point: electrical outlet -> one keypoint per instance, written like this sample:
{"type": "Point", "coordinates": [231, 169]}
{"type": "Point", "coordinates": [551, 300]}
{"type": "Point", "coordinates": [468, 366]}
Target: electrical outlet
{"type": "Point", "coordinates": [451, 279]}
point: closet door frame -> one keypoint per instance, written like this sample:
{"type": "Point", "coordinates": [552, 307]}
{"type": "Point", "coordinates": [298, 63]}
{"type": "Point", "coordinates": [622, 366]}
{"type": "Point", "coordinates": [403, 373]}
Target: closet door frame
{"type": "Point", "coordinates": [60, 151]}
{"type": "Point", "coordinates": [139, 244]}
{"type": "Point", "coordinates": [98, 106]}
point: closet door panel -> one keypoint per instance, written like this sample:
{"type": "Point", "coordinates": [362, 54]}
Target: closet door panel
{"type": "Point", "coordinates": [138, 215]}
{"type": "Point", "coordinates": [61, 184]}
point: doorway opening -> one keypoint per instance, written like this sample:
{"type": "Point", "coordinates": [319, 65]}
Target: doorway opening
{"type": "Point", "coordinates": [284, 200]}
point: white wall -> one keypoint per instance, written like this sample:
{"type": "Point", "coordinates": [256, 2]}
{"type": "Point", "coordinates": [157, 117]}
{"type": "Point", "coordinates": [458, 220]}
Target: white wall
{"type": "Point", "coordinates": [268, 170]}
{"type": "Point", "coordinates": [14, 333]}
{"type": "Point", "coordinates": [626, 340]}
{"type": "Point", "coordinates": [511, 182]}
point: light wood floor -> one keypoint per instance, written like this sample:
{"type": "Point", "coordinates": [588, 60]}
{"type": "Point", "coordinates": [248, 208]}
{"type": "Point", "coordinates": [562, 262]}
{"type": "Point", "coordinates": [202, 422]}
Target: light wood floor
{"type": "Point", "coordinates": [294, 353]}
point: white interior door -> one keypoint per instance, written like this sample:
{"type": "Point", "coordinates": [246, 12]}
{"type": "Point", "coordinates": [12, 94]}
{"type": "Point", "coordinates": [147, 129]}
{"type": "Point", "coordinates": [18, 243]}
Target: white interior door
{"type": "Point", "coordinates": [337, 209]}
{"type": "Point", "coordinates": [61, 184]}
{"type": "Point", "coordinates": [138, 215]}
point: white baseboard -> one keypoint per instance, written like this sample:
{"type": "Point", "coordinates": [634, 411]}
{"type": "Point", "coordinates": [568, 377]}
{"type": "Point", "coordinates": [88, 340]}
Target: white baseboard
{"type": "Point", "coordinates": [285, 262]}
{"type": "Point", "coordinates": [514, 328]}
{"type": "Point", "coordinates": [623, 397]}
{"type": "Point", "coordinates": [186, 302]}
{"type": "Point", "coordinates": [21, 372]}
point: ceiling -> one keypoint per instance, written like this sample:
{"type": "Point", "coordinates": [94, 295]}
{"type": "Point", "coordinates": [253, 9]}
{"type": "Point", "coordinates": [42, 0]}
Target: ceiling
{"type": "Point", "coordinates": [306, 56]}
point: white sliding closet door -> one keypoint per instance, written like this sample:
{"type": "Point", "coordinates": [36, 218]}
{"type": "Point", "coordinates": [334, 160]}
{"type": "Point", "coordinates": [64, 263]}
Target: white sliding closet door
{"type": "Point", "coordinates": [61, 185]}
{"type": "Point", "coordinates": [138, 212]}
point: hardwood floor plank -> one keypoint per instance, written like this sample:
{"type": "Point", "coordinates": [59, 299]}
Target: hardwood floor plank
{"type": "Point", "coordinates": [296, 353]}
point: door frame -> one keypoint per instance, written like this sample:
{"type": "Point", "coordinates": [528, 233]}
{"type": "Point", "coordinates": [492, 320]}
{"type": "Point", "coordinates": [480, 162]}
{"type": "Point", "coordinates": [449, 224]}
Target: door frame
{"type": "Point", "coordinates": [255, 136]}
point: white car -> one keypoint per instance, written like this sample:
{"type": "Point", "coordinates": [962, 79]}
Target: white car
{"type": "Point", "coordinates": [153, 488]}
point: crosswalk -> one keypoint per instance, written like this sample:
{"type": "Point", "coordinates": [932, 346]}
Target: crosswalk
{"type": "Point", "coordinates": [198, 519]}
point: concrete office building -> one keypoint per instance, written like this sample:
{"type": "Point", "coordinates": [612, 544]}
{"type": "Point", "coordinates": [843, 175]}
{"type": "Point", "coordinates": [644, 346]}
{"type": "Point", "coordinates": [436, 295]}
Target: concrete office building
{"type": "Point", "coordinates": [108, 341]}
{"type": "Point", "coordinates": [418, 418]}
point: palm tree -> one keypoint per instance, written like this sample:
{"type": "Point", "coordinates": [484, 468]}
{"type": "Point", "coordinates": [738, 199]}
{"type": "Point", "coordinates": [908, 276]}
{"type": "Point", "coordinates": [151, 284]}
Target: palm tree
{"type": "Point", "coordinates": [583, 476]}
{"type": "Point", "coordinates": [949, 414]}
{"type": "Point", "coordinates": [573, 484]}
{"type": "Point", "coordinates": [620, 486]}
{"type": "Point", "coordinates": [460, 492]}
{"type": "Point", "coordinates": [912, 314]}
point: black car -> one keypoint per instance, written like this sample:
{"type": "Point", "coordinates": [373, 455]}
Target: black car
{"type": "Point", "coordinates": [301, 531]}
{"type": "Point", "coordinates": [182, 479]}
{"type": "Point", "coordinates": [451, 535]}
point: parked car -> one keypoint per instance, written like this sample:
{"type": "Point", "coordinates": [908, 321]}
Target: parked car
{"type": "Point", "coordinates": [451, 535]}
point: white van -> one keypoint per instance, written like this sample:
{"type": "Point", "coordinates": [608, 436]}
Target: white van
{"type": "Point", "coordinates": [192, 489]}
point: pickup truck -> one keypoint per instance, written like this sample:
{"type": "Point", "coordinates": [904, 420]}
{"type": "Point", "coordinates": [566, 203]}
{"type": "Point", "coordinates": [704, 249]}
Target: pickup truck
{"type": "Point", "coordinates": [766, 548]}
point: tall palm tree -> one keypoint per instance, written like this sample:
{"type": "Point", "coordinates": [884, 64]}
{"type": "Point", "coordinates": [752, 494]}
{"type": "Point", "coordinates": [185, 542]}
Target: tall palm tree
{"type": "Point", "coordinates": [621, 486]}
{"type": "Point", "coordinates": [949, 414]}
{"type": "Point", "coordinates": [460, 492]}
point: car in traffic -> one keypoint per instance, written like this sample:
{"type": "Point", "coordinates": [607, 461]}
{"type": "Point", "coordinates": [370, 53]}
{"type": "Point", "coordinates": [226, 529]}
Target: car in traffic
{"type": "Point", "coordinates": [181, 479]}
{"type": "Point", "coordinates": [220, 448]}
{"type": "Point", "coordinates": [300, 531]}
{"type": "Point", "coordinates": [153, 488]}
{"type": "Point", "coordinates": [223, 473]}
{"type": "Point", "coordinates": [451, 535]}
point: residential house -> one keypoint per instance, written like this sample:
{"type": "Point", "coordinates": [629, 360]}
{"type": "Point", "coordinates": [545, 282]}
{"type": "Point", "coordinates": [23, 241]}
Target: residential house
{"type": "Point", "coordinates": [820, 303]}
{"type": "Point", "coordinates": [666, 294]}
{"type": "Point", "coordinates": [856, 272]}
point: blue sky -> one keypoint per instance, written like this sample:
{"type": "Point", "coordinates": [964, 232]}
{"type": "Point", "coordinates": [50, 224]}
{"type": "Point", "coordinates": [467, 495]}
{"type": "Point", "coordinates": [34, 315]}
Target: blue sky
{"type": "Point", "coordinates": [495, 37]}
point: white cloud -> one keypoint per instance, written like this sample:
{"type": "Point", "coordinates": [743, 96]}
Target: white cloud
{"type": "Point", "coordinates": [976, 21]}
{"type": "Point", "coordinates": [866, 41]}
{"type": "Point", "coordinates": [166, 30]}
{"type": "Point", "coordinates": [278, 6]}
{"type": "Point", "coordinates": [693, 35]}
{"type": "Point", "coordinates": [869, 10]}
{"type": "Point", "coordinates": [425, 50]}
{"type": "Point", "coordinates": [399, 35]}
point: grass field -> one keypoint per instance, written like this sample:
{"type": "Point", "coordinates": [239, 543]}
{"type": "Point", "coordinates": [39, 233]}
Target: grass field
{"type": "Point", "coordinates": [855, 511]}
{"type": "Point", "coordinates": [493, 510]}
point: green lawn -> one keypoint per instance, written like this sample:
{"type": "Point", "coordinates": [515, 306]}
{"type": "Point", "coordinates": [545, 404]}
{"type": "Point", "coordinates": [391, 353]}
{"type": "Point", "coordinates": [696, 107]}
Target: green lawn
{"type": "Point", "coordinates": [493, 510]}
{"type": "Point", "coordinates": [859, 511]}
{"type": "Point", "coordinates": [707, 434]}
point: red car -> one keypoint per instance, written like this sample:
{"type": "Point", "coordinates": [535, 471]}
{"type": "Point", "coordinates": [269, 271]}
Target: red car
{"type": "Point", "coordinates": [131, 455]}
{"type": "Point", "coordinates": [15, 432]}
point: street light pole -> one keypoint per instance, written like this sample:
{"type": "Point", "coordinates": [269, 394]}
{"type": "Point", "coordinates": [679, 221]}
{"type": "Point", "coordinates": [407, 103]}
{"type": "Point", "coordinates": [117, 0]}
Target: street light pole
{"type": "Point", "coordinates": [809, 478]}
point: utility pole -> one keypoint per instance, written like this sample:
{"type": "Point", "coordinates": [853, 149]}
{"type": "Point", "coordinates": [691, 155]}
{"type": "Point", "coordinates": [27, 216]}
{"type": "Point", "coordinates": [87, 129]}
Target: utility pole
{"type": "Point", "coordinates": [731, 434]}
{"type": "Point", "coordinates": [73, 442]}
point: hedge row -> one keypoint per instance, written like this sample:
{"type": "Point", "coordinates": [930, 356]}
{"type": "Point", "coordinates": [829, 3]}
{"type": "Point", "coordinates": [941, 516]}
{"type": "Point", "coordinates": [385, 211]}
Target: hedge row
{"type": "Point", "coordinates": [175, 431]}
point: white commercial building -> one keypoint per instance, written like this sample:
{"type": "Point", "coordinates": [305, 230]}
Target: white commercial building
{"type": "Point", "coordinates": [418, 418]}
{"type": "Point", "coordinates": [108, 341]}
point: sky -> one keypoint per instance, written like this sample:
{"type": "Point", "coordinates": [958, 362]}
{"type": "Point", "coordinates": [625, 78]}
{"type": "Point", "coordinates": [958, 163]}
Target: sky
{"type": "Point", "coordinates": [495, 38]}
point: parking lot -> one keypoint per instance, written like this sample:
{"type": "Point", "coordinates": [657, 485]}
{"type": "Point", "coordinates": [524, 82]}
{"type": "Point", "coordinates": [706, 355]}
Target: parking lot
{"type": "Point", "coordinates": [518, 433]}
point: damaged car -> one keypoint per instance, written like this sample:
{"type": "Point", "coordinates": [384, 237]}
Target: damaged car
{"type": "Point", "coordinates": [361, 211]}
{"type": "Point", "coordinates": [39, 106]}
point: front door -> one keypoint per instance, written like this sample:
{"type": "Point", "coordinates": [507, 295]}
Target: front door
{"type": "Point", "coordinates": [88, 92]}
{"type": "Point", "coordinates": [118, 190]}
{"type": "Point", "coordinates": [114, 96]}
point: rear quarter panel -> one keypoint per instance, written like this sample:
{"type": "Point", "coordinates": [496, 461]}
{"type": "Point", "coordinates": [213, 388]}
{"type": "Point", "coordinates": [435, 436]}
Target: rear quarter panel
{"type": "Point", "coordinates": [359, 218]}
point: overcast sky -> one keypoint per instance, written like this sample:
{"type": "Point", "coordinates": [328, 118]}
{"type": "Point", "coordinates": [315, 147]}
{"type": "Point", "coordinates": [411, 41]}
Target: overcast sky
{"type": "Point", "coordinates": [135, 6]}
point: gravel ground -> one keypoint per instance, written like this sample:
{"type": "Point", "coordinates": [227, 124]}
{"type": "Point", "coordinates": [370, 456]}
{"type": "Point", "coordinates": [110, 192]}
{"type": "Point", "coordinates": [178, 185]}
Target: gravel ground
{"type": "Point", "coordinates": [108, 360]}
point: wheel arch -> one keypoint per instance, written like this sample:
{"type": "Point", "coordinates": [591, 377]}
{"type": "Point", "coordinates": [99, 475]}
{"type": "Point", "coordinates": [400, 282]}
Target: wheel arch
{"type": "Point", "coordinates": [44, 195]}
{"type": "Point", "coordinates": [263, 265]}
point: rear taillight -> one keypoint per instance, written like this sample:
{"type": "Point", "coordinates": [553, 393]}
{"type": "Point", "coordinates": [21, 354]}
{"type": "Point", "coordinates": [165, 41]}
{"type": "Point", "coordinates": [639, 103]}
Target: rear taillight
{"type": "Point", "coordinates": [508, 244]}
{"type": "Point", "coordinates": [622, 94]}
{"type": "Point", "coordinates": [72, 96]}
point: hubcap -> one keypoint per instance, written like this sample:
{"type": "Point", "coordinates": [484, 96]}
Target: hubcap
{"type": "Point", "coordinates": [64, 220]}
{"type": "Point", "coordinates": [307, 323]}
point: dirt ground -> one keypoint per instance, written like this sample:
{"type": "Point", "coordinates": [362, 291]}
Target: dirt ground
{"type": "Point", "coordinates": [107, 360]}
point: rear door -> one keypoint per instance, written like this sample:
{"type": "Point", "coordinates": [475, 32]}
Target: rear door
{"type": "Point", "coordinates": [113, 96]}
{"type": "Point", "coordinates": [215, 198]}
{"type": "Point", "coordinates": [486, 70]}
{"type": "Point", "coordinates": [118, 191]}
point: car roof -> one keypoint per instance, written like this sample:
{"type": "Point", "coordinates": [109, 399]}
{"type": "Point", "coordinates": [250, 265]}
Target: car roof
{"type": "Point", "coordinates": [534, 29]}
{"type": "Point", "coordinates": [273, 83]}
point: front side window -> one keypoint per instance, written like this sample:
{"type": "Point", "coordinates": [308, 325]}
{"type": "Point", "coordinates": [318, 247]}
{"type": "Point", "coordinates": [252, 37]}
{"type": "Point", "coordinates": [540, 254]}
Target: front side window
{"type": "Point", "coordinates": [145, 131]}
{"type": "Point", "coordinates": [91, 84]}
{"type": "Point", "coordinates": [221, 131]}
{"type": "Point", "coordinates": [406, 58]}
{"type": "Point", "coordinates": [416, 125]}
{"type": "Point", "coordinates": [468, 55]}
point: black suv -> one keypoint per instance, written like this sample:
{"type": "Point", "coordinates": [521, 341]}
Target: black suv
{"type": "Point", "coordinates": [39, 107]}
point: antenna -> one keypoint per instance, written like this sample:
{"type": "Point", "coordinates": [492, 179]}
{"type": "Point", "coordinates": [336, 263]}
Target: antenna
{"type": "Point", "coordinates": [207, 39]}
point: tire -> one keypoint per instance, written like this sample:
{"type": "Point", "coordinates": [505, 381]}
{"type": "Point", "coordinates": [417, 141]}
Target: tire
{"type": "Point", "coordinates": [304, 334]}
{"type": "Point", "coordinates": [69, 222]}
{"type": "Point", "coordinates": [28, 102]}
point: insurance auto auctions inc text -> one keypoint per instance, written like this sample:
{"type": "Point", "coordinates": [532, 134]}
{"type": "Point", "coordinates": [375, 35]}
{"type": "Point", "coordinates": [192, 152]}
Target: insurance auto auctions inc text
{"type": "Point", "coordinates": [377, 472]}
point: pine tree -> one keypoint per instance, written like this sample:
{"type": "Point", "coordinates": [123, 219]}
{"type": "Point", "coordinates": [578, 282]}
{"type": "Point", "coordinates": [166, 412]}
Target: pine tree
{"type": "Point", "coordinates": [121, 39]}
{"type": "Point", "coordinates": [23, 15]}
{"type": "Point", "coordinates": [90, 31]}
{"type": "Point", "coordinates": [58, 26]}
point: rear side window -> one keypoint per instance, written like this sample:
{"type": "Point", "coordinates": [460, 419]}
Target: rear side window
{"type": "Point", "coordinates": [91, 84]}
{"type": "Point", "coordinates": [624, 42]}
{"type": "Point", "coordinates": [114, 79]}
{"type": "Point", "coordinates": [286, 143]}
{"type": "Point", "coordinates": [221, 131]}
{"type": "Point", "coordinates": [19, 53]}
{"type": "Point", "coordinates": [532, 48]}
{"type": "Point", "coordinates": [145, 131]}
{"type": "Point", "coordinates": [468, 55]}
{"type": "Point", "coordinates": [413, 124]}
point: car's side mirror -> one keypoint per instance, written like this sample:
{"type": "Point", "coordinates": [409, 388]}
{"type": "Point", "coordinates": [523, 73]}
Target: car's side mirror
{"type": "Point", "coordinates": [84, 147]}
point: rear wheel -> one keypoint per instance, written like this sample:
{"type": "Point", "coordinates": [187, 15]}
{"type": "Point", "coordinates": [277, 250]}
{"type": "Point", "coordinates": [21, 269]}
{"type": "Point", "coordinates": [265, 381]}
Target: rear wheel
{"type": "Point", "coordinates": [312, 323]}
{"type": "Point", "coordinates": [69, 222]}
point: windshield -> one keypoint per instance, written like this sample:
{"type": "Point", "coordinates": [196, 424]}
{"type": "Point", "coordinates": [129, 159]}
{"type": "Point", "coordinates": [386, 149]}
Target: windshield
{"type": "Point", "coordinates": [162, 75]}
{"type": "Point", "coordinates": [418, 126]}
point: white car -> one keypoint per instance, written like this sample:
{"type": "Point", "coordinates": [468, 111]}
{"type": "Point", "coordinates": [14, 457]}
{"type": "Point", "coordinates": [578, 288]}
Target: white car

_ _ _ _

EXERCISE TASK:
Could you recast the records above as a Markdown table with the columns Row and Line, numbering each row and leaving out blank lines? Begin at the line that contains "point: car's side" and stop after the last line of the records.

SOLVED PROBLEM:
| Row | Line |
|---|---|
| 1 | point: car's side mirror -> one keypoint per instance, written like this sample: |
| 2 | {"type": "Point", "coordinates": [409, 388]} |
| 3 | {"type": "Point", "coordinates": [523, 73]} |
| 4 | Target: car's side mirror |
| 5 | {"type": "Point", "coordinates": [84, 147]} |
| 6 | point: rear wheel -> one keypoint per instance, written like this sample: |
| 7 | {"type": "Point", "coordinates": [187, 15]} |
| 8 | {"type": "Point", "coordinates": [277, 250]} |
| 9 | {"type": "Point", "coordinates": [21, 269]} |
| 10 | {"type": "Point", "coordinates": [265, 381]} |
| 11 | Target: rear wheel |
| 12 | {"type": "Point", "coordinates": [312, 323]} |
| 13 | {"type": "Point", "coordinates": [69, 222]} |
| 14 | point: windshield -> one keypoint per instance, written like this sample: |
| 15 | {"type": "Point", "coordinates": [196, 424]} |
| 16 | {"type": "Point", "coordinates": [129, 159]} |
| 17 | {"type": "Point", "coordinates": [386, 149]} |
| 18 | Target: windshield |
| 19 | {"type": "Point", "coordinates": [162, 75]} |
| 20 | {"type": "Point", "coordinates": [418, 126]} |
| 21 | point: white car -> one keypoint per instance, written like this sample: |
| 22 | {"type": "Point", "coordinates": [468, 111]} |
| 23 | {"type": "Point", "coordinates": [14, 457]} |
| 24 | {"type": "Point", "coordinates": [578, 288]} |
| 25 | Target: white car |